◆ Consegna
Riporta fedelmente il passo del testo sulle rivolte in Iran che si apre con le parole contenenti "Il movimento di" e si chiude con "economiche e demografiche.".

Perché il capitalismo c’entra davvero con le rivolte in Iran

Il movimento di protesta potrebbe perciò aumentare d’intensità in modo difficile da prevedere, oppure spegnersi lentamente, lasciando però le braci a covare sotto la superficie in attesa di riesplodere con cadenza più o meno ciclica, come è accaduto negli ultimi anni

It’s the economy, stupid.” Lo disse anni fa un presidente degli Stati Uniti non sospettabile di simpatie marxiste e lo hanno detto in questi anni migliaia di pagine di pubblicazioni accademiche, progetti di ricerca, rapporti di istituzioni internazionali e analisi di istituti privati: è impossibile pensare di capire i sommovimenti del Medio Oriente e del Nord Africa senza guardare anche alle questioni economiche e demografiche.

Sembra una constatazione talmente ovvia da risultare banale: le dinamiche relative alla produzione e distribuzione di ricchezza, alla disoccupazione, alle diseguaglianze, alle forme del mercato del lavoro producono effetti sociali e politici anche nelle società mediorientali e nordafricane.

Nessuna persona dotata di comprendonio nega che esistano altri fattori di tensione e conflitto, come quelli religiosi, etnici, tribali o generazionali. Tutti questi fattori, tuttavia, si impastano spesso tra di loro e a loro volta si sovrappongono a rivendicazioni e tensioni di natura economica.

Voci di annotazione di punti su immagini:

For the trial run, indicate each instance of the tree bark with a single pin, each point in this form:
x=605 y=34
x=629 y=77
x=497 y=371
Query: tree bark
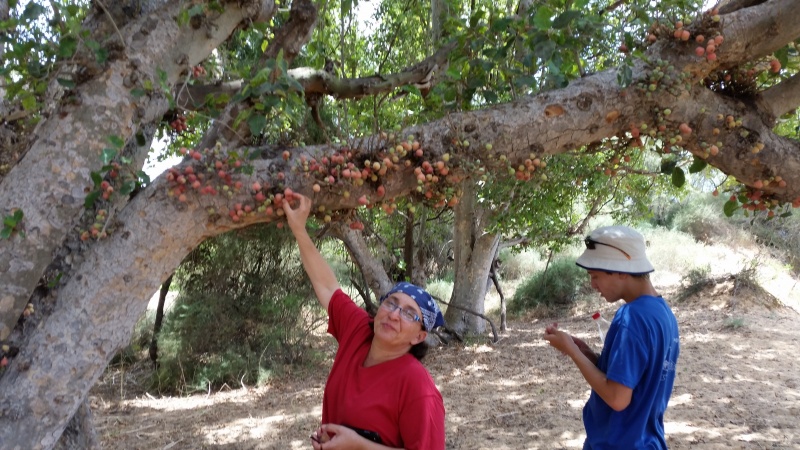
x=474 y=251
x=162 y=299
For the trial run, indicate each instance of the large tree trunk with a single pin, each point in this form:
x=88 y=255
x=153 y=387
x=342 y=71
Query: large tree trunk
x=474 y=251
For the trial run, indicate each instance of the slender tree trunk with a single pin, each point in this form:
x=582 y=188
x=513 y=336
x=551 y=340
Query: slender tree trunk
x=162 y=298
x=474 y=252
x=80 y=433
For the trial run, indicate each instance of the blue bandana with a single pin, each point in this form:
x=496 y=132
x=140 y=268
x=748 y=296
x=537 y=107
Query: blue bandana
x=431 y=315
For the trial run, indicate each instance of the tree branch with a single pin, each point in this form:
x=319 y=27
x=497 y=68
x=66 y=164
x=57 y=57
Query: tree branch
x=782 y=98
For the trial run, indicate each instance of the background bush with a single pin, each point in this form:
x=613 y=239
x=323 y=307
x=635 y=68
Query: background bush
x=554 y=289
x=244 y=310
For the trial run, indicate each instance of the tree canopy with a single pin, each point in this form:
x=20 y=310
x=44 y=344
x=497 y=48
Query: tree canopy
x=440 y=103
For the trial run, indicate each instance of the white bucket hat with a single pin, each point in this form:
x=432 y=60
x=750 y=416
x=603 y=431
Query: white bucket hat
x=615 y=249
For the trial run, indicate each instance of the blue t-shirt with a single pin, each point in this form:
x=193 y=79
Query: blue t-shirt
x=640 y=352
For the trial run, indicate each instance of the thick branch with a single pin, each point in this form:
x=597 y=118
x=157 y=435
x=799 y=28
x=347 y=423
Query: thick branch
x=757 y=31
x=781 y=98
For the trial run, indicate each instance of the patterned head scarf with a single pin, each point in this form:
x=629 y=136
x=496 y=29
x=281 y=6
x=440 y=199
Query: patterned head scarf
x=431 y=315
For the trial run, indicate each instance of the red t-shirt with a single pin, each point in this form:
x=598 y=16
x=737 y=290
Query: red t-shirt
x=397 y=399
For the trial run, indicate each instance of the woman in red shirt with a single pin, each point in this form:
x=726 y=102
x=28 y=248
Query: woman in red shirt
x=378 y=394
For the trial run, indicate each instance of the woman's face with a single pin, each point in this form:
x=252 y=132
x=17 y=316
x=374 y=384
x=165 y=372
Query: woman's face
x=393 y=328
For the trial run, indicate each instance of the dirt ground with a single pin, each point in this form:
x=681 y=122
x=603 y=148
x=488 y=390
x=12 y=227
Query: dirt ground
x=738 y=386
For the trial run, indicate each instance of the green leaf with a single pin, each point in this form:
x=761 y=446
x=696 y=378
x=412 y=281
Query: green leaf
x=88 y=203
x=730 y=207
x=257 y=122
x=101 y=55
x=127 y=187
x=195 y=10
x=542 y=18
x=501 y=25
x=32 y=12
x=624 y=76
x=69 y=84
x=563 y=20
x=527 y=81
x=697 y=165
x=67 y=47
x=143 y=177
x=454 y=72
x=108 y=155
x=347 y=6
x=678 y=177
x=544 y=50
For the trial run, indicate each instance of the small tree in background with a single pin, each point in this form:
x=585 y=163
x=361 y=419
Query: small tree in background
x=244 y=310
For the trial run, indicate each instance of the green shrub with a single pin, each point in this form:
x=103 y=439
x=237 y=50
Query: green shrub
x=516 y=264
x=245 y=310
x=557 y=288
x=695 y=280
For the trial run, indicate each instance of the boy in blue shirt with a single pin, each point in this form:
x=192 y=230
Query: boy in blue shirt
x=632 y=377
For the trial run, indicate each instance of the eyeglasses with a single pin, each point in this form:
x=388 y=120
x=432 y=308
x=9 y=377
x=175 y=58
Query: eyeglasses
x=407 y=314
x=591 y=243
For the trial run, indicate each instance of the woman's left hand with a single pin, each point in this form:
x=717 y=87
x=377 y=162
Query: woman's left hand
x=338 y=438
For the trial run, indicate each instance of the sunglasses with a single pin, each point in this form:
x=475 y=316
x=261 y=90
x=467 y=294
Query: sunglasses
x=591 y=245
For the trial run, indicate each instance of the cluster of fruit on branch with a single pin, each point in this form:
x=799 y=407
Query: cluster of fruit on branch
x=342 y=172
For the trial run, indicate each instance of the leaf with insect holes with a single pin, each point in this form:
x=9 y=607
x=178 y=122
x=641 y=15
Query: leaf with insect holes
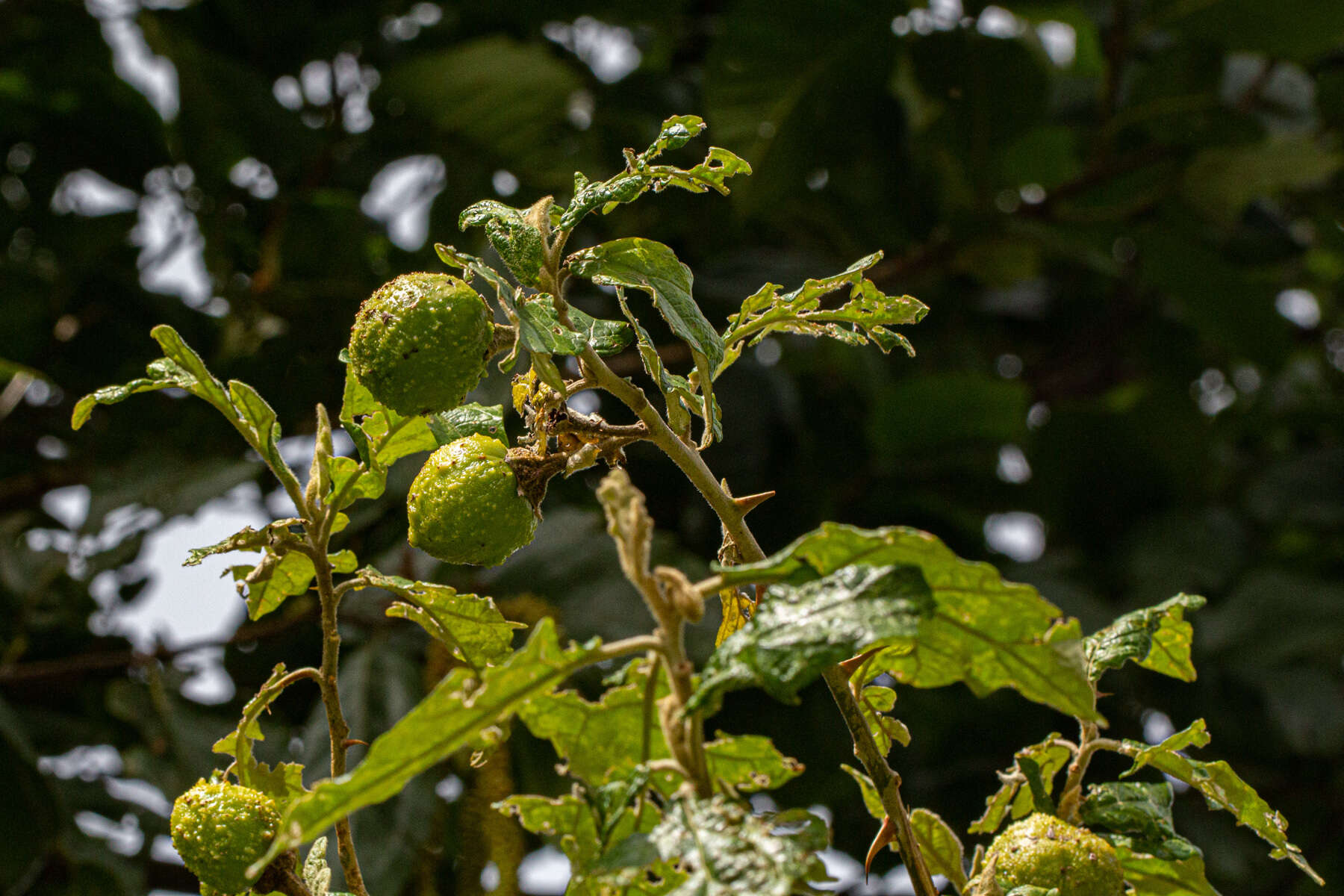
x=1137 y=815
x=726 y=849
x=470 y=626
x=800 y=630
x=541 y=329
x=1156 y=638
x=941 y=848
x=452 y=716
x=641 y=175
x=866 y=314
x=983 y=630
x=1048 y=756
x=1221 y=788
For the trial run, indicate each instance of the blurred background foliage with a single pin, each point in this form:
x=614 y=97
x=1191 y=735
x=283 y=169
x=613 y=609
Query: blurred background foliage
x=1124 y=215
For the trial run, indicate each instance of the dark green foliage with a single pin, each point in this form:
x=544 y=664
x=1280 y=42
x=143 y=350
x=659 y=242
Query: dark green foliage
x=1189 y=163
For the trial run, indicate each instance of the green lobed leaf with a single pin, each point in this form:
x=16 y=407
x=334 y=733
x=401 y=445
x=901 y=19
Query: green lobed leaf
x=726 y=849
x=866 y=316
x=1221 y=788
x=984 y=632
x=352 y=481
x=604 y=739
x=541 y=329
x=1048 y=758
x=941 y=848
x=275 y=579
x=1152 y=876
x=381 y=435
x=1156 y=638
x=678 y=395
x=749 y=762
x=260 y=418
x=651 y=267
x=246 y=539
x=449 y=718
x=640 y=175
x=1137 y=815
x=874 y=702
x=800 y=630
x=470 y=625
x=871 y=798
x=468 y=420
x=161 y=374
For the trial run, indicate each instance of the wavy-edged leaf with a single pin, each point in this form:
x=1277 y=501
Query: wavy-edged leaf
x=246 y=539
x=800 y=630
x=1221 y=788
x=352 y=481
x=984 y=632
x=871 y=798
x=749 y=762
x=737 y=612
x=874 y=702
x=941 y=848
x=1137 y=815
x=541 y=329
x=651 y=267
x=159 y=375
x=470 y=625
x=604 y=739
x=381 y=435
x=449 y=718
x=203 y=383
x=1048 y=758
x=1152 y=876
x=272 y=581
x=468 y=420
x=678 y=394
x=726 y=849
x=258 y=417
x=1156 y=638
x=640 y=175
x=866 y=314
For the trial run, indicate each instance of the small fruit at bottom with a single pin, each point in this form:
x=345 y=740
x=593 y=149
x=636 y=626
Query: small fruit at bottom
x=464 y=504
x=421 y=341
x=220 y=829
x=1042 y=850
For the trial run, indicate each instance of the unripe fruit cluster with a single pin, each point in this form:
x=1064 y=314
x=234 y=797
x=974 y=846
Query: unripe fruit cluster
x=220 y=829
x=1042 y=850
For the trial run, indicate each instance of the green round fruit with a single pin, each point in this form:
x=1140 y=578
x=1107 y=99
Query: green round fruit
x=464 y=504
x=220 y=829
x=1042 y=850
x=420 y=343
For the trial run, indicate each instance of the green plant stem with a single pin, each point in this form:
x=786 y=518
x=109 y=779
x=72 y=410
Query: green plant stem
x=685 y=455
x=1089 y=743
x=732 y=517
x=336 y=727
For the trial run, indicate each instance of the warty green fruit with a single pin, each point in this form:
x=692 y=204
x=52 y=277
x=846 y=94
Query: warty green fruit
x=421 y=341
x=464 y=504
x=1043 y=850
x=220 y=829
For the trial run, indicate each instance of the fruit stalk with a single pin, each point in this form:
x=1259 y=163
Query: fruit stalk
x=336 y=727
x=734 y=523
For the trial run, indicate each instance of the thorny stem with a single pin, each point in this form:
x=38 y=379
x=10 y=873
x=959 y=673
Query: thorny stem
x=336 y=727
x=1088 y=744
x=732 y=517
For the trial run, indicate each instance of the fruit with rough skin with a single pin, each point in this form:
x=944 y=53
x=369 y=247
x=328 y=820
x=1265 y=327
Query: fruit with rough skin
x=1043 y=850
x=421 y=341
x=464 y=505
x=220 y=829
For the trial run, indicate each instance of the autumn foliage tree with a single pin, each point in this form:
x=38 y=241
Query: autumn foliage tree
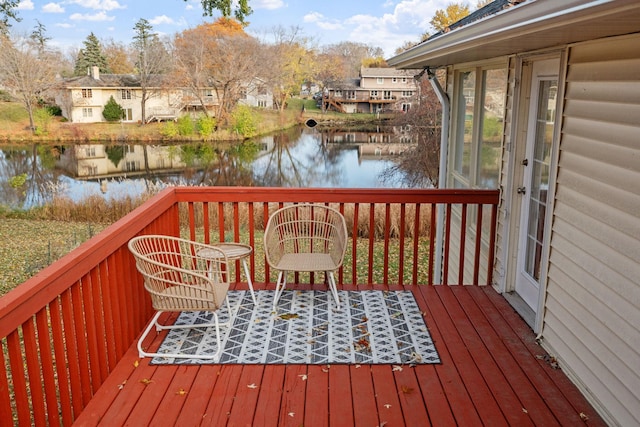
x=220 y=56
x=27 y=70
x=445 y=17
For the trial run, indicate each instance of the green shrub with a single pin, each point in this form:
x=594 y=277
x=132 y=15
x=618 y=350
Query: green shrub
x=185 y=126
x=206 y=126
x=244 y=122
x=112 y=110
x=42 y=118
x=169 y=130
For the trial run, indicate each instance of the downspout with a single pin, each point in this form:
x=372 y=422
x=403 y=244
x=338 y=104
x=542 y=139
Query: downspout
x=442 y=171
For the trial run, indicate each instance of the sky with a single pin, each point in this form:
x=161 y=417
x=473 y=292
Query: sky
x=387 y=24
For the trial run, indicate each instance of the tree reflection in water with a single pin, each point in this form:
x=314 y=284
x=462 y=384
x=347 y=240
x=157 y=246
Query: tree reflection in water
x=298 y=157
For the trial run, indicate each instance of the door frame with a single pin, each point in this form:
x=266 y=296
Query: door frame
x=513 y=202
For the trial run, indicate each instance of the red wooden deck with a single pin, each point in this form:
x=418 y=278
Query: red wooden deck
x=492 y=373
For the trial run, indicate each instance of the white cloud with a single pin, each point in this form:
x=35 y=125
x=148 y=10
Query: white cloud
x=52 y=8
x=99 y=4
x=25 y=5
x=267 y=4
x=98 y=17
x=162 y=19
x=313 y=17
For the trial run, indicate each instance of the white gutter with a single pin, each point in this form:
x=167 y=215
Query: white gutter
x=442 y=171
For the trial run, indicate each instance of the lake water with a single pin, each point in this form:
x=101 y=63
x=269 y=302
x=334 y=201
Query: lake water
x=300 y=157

◆ Risultato
Il movimento di protesta potrebbe perciò aumentare d’intensità in modo difficile da prevedere, oppure spegnersi lentamente, lasciando però le braci a covare sotto la superficie in attesa di riesplodere con cadenza più o meno ciclica, come è accaduto negli ultimi anni

It’s the economy, stupid.” Lo disse anni fa un presidente degli Stati Uniti non sospettabile di simpatie marxiste e lo hanno detto in questi anni migliaia di pagine di pubblicazioni accademiche, progetti di ricerca, rapporti di istituzioni internazionali e analisi di istituti privati: è impossibile pensare di capire i sommovimenti del Medio Oriente e del Nord Africa senza guardare anche alle questioni economiche e demografiche.